Input for this task:
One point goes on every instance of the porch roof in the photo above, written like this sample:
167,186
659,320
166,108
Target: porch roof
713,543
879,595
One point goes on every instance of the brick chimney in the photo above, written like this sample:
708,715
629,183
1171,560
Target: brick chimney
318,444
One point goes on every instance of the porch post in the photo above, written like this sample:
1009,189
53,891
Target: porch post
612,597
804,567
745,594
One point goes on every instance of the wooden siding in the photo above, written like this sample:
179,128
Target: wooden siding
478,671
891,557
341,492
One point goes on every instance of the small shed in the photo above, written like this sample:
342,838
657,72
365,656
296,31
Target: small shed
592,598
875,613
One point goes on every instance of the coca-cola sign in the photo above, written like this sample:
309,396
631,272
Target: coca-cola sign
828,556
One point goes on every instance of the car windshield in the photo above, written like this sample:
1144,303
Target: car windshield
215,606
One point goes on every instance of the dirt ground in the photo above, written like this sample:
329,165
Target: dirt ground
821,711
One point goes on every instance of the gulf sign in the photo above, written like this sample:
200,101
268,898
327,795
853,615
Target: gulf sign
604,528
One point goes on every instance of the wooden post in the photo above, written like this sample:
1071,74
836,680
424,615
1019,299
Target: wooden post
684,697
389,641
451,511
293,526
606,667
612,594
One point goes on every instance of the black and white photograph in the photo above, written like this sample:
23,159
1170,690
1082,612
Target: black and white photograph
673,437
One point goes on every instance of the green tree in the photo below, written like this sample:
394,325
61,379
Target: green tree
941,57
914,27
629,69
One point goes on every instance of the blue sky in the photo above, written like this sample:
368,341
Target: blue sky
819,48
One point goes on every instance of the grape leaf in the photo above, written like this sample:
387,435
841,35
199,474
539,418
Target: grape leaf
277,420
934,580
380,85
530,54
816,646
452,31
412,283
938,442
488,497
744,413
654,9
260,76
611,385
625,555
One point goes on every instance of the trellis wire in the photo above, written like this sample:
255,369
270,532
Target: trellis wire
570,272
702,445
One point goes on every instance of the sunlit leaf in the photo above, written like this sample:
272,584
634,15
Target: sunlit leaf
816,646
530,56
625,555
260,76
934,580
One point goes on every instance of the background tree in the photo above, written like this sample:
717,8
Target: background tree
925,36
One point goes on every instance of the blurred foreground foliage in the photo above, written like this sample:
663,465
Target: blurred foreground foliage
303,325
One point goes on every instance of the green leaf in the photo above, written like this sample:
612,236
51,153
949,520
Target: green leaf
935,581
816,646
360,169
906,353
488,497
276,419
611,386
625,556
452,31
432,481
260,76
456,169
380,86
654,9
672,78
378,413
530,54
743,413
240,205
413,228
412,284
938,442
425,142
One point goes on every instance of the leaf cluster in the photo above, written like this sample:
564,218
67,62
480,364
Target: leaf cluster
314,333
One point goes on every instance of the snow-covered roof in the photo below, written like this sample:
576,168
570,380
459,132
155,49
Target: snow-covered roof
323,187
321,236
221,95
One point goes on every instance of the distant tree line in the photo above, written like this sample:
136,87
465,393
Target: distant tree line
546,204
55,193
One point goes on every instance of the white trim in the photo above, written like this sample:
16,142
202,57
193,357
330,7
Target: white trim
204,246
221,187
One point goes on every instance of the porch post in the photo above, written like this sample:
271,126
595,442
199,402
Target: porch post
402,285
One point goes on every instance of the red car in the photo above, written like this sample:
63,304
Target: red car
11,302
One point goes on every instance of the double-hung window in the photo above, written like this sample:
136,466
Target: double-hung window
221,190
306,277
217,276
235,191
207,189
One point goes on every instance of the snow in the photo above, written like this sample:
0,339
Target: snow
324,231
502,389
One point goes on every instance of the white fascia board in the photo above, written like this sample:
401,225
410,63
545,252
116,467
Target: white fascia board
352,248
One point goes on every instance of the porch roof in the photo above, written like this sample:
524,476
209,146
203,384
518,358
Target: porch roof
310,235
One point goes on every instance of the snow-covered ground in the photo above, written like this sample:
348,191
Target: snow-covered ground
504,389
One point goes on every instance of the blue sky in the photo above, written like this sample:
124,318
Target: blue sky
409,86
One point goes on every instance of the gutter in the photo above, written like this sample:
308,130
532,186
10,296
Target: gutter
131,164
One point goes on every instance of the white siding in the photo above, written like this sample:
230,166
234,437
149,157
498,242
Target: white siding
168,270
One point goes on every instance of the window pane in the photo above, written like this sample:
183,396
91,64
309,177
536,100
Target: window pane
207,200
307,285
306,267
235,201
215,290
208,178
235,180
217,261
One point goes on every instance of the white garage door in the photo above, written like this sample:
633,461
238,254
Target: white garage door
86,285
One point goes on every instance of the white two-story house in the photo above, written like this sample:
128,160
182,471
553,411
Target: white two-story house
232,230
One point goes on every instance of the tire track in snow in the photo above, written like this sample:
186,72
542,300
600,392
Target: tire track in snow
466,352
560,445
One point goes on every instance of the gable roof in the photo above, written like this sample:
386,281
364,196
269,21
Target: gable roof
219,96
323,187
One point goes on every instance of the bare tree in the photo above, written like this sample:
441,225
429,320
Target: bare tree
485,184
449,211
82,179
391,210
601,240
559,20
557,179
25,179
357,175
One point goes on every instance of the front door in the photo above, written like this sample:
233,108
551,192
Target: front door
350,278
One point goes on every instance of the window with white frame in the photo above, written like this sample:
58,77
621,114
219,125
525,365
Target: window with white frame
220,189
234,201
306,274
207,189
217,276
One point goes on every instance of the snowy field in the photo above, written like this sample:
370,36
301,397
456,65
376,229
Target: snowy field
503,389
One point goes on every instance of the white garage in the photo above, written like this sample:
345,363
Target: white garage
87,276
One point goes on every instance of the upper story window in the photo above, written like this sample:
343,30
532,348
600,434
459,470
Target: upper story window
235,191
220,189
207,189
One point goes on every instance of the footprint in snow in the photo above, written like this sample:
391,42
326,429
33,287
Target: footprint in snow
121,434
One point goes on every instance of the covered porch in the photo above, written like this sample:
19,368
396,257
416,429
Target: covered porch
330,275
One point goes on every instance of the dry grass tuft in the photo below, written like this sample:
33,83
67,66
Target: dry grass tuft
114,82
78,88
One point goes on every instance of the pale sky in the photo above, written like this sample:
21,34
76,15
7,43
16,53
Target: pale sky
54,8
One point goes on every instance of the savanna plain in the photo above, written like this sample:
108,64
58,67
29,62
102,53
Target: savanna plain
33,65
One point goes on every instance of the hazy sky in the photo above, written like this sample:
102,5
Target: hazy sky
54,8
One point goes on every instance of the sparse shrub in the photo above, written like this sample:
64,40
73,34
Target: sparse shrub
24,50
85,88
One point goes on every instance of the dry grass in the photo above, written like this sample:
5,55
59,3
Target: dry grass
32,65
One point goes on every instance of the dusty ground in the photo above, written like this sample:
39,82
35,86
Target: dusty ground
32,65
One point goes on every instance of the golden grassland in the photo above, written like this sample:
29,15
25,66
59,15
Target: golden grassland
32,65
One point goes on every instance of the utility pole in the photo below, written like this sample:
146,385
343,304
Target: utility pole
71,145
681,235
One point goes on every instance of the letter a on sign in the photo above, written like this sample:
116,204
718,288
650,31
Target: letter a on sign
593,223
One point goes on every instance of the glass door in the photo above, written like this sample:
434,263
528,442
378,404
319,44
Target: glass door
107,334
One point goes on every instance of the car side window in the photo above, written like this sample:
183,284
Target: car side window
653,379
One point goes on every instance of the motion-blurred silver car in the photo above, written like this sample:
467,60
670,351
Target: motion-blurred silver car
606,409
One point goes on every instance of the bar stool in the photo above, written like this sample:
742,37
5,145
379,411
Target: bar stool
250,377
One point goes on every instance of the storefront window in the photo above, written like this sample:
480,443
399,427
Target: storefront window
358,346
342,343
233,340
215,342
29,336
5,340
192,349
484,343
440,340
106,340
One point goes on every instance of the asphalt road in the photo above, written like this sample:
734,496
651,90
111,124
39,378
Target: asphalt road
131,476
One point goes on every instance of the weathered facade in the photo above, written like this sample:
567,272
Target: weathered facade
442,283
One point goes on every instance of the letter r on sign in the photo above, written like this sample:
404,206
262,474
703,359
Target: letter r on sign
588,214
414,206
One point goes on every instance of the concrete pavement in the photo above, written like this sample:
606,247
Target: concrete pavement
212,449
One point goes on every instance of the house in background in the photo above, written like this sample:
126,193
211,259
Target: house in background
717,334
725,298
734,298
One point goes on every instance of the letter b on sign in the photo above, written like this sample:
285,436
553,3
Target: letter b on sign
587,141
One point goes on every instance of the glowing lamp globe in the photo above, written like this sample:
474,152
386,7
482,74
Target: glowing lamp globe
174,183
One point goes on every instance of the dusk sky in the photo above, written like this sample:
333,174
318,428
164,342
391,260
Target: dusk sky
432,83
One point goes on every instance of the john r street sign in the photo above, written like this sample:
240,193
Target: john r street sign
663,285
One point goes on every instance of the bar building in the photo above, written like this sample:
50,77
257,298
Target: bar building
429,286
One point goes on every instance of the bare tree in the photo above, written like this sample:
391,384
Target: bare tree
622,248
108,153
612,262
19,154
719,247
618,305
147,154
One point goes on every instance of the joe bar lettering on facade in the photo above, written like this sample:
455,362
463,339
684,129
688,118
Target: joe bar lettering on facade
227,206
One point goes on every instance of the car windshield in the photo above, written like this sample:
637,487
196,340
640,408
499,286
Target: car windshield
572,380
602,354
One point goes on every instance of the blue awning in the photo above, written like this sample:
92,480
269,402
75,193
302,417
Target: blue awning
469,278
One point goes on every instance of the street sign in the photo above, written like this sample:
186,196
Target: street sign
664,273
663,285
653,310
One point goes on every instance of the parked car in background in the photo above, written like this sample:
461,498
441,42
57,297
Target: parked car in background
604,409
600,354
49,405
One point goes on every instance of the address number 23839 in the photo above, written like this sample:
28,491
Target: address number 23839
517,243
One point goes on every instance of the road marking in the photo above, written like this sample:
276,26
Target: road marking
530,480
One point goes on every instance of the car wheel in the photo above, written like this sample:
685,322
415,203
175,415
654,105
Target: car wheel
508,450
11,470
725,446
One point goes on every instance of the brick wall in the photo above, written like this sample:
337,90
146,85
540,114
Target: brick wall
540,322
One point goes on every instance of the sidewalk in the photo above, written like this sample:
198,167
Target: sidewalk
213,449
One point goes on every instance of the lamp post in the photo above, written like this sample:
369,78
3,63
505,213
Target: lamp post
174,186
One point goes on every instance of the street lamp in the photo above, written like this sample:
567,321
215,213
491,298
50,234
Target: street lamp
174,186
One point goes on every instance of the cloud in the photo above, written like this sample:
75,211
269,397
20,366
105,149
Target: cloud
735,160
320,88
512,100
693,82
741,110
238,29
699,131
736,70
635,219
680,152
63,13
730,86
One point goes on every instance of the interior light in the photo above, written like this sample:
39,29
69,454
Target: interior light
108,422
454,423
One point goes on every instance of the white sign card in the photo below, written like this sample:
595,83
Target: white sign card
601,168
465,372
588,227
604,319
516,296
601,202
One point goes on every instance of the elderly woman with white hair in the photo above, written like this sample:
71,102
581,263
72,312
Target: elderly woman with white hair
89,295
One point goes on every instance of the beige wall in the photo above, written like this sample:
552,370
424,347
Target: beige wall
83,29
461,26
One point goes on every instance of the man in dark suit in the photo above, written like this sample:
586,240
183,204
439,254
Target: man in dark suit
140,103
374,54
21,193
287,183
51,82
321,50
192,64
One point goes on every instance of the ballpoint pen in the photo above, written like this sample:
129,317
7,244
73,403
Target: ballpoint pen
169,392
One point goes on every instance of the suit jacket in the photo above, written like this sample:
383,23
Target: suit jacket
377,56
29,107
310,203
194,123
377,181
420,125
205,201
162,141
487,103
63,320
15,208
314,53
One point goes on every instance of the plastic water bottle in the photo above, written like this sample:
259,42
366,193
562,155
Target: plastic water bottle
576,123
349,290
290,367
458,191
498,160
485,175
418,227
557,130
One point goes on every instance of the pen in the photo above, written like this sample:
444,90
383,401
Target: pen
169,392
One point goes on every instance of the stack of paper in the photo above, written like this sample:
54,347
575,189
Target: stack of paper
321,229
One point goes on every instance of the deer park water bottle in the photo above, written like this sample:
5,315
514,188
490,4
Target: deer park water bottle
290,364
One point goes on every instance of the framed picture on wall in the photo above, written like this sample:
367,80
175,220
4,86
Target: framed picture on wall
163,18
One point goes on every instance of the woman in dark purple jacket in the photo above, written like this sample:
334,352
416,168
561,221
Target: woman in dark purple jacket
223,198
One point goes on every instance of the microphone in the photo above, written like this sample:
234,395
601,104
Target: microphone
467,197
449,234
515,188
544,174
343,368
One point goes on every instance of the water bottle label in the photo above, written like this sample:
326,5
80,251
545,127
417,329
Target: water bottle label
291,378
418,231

Task requirements: Set down nothing but the lines from the one with "One point goes on every instance of the pen" through the end of the records, keeping each line exactly as written and including both ends.

Solution for this exercise:
One point goes on every instance of the pen in the photo above, written like this sample:
444,90
383,401
Target: pen
169,392
One point goes on every instance of the stack of paper in the photo above, written like this sample:
54,347
575,189
Target: stack of paper
321,229
One point goes on every instance of the deer park water bottle in the photo above, written like this sample:
5,315
514,188
490,4
Target: deer park water bottle
290,364
One point goes on every instance of the framed picture on wall in the photo above, written like this sample:
367,80
175,220
4,86
Target: framed picture on wall
163,18
One point goes on every instance of the woman in dark purple jacket in the photo above, written like this sample:
334,352
416,168
561,221
Target: woman in dark purple jacket
223,198
One point goes on every instance of the microphone in the photo above, written like this sample:
234,395
601,104
Target: microphone
467,197
449,234
515,188
544,174
343,368
One point goes on every instance of the water bottle label in the photo above, written like this sample:
326,5
80,251
545,127
417,329
Target: water bottle label
291,378
418,231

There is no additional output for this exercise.